▼

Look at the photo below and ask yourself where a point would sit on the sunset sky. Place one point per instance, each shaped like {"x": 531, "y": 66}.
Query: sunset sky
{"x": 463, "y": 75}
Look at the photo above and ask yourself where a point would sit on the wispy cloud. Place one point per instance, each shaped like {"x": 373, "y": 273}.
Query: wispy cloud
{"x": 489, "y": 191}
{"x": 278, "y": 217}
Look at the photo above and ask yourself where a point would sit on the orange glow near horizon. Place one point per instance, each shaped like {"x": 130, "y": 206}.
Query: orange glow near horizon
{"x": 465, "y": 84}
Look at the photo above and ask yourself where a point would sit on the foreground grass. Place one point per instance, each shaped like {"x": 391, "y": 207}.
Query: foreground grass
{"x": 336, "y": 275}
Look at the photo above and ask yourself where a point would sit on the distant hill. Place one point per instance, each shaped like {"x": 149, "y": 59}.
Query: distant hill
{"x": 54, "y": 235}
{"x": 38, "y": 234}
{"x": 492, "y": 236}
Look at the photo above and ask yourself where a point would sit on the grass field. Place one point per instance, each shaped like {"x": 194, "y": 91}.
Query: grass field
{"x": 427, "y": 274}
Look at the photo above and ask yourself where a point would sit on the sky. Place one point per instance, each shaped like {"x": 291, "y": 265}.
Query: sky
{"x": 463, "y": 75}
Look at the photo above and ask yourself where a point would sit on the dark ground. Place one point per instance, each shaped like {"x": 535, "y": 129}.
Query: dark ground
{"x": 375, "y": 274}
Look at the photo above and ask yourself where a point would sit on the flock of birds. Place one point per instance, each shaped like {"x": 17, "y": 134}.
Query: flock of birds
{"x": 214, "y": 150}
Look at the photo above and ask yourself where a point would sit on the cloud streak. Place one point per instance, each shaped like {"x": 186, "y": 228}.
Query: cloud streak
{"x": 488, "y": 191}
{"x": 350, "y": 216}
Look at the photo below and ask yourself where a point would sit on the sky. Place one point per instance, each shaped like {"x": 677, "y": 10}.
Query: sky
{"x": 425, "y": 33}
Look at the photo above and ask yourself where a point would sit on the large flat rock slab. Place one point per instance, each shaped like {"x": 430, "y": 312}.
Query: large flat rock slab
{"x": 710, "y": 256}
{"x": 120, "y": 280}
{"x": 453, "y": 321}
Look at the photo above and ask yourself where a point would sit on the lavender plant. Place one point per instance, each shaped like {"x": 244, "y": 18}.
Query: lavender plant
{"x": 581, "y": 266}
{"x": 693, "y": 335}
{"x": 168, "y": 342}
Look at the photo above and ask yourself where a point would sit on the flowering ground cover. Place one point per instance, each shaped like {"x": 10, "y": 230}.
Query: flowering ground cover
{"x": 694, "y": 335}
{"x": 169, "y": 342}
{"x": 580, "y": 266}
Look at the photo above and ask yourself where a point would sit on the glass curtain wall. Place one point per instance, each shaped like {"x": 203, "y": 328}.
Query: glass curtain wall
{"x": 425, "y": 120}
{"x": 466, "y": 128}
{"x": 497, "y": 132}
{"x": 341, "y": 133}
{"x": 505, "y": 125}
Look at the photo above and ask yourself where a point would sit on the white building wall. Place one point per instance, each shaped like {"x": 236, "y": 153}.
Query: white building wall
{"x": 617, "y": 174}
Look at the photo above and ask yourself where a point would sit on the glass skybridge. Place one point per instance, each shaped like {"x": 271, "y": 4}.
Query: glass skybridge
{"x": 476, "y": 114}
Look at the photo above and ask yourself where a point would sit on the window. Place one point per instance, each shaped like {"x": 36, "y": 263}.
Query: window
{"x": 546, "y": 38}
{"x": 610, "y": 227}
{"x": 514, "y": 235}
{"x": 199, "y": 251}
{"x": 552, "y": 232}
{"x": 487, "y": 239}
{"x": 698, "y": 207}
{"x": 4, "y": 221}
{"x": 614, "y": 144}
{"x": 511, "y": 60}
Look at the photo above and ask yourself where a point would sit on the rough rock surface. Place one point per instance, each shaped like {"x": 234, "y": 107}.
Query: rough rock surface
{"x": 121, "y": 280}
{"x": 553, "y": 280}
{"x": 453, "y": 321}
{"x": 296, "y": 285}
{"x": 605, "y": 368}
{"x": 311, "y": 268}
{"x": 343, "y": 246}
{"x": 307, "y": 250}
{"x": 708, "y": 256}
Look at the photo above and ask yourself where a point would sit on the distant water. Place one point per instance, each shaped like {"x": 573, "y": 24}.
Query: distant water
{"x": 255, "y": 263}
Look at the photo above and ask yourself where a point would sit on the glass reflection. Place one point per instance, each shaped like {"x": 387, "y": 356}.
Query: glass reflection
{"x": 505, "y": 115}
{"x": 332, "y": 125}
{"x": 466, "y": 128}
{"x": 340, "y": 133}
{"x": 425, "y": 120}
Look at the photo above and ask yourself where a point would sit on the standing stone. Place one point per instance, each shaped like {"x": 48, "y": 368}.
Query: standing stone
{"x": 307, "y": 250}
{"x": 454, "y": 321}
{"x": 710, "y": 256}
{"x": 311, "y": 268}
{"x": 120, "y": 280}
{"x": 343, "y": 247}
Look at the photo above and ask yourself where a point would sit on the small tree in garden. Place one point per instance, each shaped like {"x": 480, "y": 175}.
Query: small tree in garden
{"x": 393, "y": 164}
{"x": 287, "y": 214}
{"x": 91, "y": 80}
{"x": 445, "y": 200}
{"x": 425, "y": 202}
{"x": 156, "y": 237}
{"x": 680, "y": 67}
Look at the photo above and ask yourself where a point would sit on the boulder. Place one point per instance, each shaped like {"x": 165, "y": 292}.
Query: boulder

▲

WORK INSTRUCTION: I need every line of the material that includes "boulder", so please copy them out.

EXPECTED ANSWER:
Look at the photo above and ask yourself where a point would sit on the boulder. Place one point per instance, each shaped like {"x": 165, "y": 292}.
Query: boulder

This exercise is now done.